> [Record excerpts]
■ ■ ■ ■ ■ ■ ■

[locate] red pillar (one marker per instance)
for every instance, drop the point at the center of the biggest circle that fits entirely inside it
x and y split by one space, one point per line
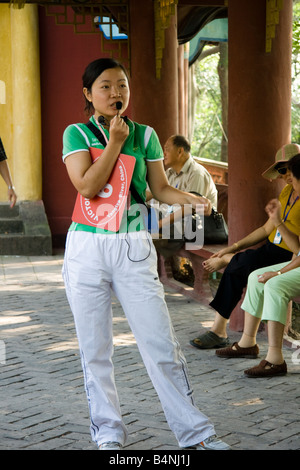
259 113
153 101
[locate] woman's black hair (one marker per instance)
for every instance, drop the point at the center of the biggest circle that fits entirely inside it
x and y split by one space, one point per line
92 72
294 166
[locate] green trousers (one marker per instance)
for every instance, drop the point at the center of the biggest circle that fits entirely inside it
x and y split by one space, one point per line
269 301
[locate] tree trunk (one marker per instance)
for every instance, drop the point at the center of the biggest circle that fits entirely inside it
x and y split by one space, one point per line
223 77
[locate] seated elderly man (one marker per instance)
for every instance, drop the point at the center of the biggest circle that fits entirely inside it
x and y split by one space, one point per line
184 173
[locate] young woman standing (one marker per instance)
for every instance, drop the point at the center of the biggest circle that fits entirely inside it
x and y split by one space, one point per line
97 260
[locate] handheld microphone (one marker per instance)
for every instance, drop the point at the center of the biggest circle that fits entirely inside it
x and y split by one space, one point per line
102 120
119 106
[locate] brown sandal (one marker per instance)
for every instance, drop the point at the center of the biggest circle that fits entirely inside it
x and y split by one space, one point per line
266 369
236 351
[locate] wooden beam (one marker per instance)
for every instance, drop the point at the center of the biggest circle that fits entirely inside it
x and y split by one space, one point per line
204 3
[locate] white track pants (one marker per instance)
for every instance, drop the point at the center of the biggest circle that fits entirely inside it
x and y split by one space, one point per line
94 264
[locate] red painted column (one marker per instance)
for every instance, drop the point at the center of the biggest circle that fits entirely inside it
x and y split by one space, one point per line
153 101
259 116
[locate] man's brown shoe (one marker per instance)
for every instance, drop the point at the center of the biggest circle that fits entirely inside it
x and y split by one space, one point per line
236 351
266 369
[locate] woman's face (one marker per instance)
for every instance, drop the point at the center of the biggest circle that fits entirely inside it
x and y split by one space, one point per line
109 88
296 184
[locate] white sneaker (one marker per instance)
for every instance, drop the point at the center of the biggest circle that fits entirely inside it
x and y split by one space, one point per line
110 446
211 443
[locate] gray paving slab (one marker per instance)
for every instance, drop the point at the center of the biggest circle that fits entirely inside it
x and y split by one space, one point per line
42 399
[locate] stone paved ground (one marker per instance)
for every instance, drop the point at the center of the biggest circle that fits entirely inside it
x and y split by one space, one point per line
42 399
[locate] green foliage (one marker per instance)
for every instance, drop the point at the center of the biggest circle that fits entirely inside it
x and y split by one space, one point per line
207 137
206 142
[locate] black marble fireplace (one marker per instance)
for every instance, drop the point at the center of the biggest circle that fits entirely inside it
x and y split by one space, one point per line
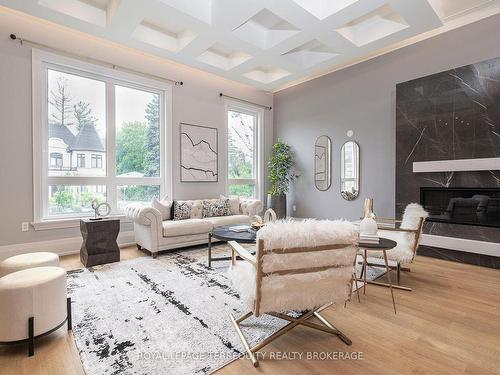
452 115
466 206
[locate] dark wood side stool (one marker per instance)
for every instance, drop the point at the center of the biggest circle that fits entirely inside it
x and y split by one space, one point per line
99 241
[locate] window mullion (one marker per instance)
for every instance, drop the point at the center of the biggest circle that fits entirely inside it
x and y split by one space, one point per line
110 145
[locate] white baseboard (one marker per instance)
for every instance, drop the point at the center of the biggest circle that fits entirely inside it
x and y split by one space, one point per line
62 246
460 244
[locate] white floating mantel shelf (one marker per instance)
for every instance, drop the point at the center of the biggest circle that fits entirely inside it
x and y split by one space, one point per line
483 164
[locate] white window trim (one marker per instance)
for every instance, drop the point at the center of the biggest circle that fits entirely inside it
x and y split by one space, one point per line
238 106
40 61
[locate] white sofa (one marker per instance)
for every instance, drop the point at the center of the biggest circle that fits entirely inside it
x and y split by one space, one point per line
154 234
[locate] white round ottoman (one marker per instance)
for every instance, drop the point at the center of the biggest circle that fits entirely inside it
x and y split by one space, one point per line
33 303
29 260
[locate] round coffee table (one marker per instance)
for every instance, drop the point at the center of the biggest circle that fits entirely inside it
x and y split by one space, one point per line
383 245
224 233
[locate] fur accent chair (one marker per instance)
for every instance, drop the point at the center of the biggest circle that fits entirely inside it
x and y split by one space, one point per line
298 266
407 236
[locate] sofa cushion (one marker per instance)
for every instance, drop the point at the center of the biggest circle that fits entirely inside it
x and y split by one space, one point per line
234 204
173 228
216 207
229 220
182 210
164 206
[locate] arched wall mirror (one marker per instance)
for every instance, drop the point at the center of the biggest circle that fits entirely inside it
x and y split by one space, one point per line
349 170
323 163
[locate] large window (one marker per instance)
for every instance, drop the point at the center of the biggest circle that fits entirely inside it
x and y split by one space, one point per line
243 161
96 161
80 160
56 160
114 120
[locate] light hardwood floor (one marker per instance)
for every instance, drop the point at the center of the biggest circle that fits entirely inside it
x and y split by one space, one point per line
448 324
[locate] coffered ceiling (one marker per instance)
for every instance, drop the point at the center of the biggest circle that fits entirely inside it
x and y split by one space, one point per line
270 44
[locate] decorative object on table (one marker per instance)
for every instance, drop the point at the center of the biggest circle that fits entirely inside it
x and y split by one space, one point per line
99 241
225 233
349 171
286 274
323 163
100 209
199 153
34 303
269 217
368 229
281 175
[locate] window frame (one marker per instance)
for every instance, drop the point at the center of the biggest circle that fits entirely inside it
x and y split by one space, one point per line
42 61
258 112
80 157
57 156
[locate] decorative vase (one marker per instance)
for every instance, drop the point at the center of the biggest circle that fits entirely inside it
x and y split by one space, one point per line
368 208
368 226
278 204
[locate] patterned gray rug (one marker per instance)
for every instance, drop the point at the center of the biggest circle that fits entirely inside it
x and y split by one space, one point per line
163 316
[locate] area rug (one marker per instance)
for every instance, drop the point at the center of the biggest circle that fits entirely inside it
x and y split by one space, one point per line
159 316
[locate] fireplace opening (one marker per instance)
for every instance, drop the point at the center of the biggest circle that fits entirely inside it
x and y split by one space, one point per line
469 206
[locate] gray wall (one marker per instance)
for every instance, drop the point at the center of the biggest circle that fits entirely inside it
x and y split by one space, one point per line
362 98
197 102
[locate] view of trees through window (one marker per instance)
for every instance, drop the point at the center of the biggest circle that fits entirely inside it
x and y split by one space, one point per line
77 128
241 153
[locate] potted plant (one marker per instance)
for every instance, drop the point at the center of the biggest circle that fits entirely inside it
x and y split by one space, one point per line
281 174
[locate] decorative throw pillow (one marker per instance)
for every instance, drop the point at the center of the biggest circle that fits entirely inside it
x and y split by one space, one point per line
182 210
196 209
164 206
234 204
216 207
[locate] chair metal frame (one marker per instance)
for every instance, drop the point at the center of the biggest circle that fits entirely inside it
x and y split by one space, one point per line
416 240
257 261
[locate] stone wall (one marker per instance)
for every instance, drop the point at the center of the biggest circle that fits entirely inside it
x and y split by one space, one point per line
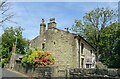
94 73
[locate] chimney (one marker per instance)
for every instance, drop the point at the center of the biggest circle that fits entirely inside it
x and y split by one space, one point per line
52 23
42 27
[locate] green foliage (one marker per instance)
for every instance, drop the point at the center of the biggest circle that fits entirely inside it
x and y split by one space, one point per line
99 30
13 35
110 52
2 63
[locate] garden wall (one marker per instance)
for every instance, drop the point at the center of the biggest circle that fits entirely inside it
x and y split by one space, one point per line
94 73
71 73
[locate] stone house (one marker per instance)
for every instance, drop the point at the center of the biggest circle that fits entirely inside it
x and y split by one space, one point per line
70 50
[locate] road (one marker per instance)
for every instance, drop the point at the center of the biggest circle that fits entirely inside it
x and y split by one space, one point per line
9 74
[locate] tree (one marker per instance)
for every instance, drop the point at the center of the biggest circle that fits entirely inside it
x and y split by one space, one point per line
13 35
92 25
110 46
5 15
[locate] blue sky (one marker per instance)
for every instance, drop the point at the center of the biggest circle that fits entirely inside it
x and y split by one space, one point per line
28 15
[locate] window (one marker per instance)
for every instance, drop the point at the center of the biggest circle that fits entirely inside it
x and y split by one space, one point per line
82 47
82 62
43 46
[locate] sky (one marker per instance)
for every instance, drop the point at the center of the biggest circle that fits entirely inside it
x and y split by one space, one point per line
28 15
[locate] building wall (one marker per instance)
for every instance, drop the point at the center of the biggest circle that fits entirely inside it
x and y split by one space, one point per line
64 47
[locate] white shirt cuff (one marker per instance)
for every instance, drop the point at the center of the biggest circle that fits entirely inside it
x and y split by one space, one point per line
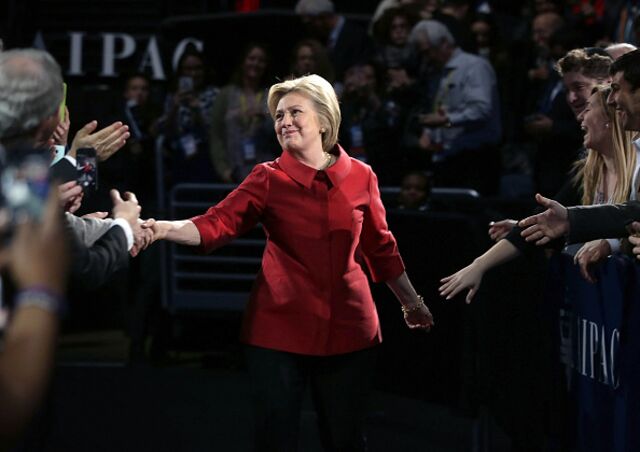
614 244
71 159
128 232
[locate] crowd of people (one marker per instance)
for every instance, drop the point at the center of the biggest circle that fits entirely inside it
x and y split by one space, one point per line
430 94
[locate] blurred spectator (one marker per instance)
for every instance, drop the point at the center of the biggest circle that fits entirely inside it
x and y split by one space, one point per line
241 132
616 50
455 15
415 191
391 34
359 102
347 43
310 57
459 122
187 119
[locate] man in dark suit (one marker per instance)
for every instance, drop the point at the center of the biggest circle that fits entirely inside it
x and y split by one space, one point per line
605 221
27 121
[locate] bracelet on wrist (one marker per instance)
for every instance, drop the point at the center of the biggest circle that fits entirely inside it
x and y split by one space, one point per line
40 297
409 310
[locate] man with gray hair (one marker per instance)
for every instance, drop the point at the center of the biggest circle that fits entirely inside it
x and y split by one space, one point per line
31 92
458 119
347 43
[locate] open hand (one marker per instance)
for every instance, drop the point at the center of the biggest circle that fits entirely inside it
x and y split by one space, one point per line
106 141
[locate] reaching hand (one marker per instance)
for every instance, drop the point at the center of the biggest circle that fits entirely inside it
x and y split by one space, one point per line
500 229
96 215
469 277
548 225
419 319
590 254
61 134
106 141
70 196
127 208
142 238
634 238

■ ■ ■ ■ ■ ■ ■

> [What is required]
Output the line holding "[locate] blurred spectator", then every later line through the end of the records above, exactly as given and nothing else.

> [Final result]
[locate] blurred spectator (one marker per instance)
for every instance, drop the point at the center of the biggest circle that fits entirely inside it
x and y split by one space, one point per line
241 132
616 50
455 15
415 191
391 34
359 102
347 43
310 57
459 122
187 119
[locate] man in dark suit (one marker per instance)
for every instance, drop the point at the center of the biggest circle that fits entirely inside it
x and y split by one space, one point per line
605 221
27 121
[locate] bracelet on wrist (one marker per instance)
for every instance, drop the point at the center of the biggest circle that fits entirely inside it
x and y split by one space, one point per line
40 297
409 310
[locate] man with gray hair (one marker per instance)
for every instance, drop the point at the center of the biggest circle that fits entirely inside it
x and y split by one space, one point per line
31 92
458 119
347 43
[locate] open hand (one marker per instance)
for every instance, drop the point at the center of the biggest circle that fits entirely inside it
x and y split by one space, one point per line
106 141
[locate] reaching hand (one marker per instance)
for every instance, drop the point at the center of the biggest circle that fits entirely inside it
x and y split by one space, one point per line
500 229
96 215
469 277
548 225
419 319
590 254
61 134
106 141
70 196
127 208
142 238
634 238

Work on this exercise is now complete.